Excerpt from a dataset:
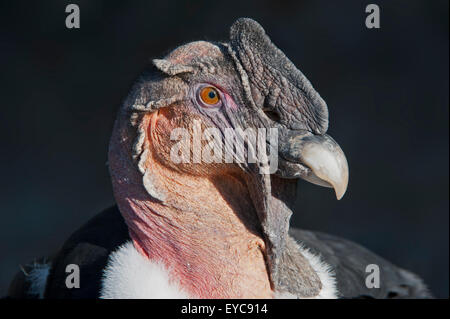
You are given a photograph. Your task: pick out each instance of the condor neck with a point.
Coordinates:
(203, 229)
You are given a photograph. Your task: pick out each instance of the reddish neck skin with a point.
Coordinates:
(206, 230)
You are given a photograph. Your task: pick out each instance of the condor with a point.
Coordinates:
(216, 230)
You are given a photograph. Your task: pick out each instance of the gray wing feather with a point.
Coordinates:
(349, 262)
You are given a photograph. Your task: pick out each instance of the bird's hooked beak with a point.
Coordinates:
(323, 160)
(273, 83)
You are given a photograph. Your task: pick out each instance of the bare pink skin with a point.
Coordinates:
(206, 230)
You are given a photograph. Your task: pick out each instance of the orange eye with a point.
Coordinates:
(209, 95)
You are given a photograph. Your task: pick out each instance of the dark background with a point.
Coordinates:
(387, 92)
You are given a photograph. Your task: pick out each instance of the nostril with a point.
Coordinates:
(273, 115)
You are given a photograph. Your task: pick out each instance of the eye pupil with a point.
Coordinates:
(209, 96)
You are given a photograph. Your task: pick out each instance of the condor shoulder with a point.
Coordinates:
(349, 261)
(88, 248)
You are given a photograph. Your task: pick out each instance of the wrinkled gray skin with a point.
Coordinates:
(270, 92)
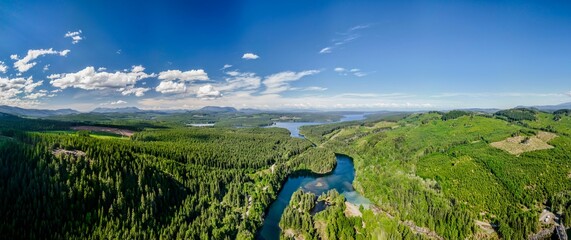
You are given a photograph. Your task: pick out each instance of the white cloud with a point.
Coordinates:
(274, 101)
(250, 56)
(3, 67)
(118, 102)
(11, 91)
(279, 82)
(26, 63)
(240, 81)
(326, 50)
(233, 73)
(75, 36)
(35, 95)
(89, 79)
(314, 88)
(139, 92)
(170, 87)
(138, 68)
(348, 36)
(354, 71)
(191, 75)
(207, 92)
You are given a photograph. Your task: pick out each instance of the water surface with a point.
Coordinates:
(340, 179)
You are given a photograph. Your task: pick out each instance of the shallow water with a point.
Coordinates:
(340, 179)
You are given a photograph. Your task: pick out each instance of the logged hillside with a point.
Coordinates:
(440, 173)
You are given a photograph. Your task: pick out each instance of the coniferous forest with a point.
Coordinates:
(430, 175)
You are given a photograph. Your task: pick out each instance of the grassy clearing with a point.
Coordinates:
(520, 144)
(99, 135)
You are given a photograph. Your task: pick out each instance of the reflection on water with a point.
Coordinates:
(340, 179)
(293, 127)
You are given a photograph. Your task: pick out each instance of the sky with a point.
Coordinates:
(323, 55)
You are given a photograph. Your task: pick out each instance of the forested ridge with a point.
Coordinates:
(190, 183)
(437, 171)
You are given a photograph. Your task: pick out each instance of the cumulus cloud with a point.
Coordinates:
(326, 50)
(279, 82)
(250, 56)
(89, 79)
(171, 87)
(75, 36)
(346, 72)
(35, 95)
(11, 90)
(207, 92)
(240, 81)
(314, 88)
(3, 67)
(191, 75)
(138, 92)
(26, 62)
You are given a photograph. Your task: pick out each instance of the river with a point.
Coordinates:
(341, 179)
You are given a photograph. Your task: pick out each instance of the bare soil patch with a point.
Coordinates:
(520, 144)
(122, 132)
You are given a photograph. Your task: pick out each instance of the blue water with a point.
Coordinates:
(340, 179)
(293, 127)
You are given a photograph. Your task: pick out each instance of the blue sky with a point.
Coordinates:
(285, 54)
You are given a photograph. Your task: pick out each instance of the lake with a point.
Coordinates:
(293, 127)
(340, 179)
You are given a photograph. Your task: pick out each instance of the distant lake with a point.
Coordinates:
(340, 179)
(293, 127)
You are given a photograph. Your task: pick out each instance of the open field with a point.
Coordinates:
(520, 144)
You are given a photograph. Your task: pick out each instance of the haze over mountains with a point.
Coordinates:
(213, 109)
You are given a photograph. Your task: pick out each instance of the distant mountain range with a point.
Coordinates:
(212, 109)
(118, 110)
(35, 112)
(217, 109)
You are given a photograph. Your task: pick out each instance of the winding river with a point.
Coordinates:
(341, 179)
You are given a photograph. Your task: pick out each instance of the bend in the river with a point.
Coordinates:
(341, 179)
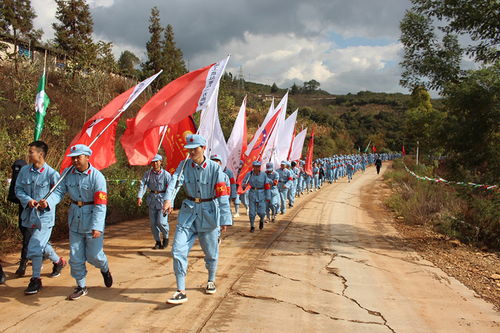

Work to be completed:
Copy out the material word for word, starting at the line with "the lake with a point." and running through its end, and leave the pictures out.

Correct response:
You are given a photograph. Your task: pick out each instance of the lake with a point.
Coordinates:
(293, 127)
(340, 179)
You are given a photograph. Your task: pick out each instance of the distant lake with a point.
Coordinates:
(340, 179)
(293, 127)
You are given a photograph. Your task: pick out each instance of the open field with a point.
Coordinates:
(520, 144)
You are given a photograph. Your task: pick out each instance of the haze over mountains with a point.
Coordinates:
(213, 109)
You are given a photograph. Your task: pick out each instance of the distant mountain range with a point.
Coordinates:
(212, 109)
(118, 110)
(35, 112)
(217, 109)
You are given a photograph. Your task: pick out each instance of the winding river with a point.
Coordinates:
(341, 179)
You are given a photograph. Your task: pick out each instance of the bend in the river with a point.
Coordinates:
(341, 179)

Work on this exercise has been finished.